» SUPPLIED TEXT:
*** Block opens ***

# Main

Single-cell RNA sequencing (scRNA-seq) reveals the gene expression profiles of individual cells, offering insights into cellular diversity and dynamics. However, the high-dimensional and sparse nature of scRNA-seq data presents challenges for analysis. Variational autoencoders (VAEs) provide a powerful solution by learning low-dimensional representations of this complex data.

VAEs extend traditional autoencoders with a probabilistic approach, enabling them to generate new data points similar to the original dataset. This generative capability is useful for tasks like data denoising and imputing missing values, making VAEs ideal for scRNA-seq analysis.
> Generated by ChatGPT

## Loading Libraries

Library | Version | Channel
--- | --- | ---
anndata | 0.7.0 | bioconda?

*** Block closes ***

» EXTRACTED RECORDS:
*** Block opens ***

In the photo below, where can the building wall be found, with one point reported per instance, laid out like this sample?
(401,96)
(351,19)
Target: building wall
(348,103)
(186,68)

*** Block closes ***
*** Block opens ***

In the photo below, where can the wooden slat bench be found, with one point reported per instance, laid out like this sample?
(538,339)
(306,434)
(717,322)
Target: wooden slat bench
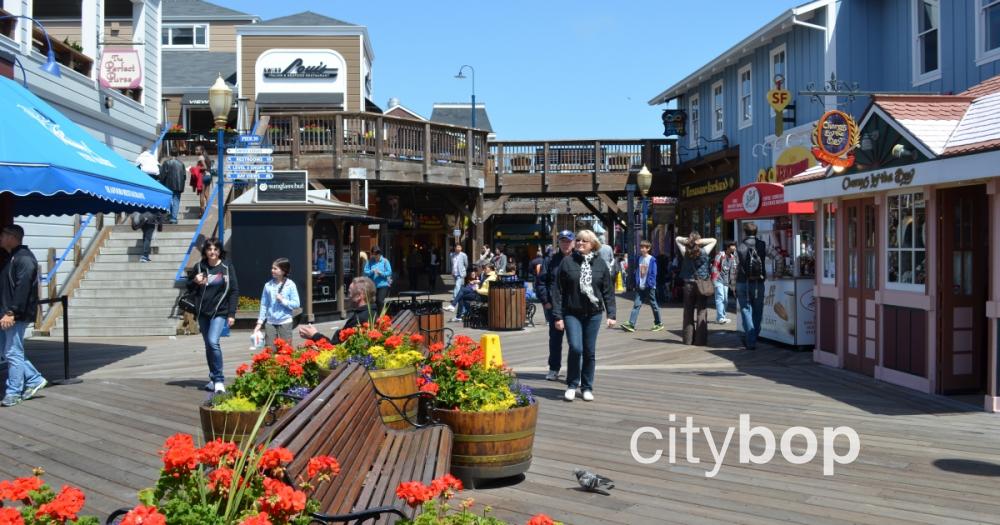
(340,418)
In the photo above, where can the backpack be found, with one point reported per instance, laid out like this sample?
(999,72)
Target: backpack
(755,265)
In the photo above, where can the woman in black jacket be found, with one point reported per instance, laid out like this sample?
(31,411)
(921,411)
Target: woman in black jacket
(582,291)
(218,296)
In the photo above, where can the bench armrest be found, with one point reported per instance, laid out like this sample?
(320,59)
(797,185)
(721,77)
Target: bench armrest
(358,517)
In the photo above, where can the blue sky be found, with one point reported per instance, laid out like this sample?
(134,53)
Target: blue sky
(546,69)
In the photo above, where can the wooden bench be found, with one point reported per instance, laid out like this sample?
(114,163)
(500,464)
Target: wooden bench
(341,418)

*** Block closes ***

» ABOUT THIS TASK: Write out the full text above on single-cell RNA sequencing and variational autoencoders, with every word and mark kept unchanged.

» RESPONSE TO THIS TASK:
# Main

Single-cell RNA sequencing (scRNA-seq) reveals the gene expression profiles of individual cells, offering insights into cellular diversity and dynamics. However, the high-dimensional and sparse nature of scRNA-seq data presents challenges for analysis. Variational autoencoders (VAEs) provide a powerful solution by learning low-dimensional representations of this complex data.

VAEs extend traditional autoencoders with a probabilistic approach, enabling them to generate new data points similar to the original dataset. This generative capability is useful for tasks like data denoising and imputing missing values, making VAEs ideal for scRNA-seq analysis.
> Generated by ChatGPT

## Loading Libraries

Library | Version | Channel
--- | --- | ---
anndata | 0.7.0 | bioconda?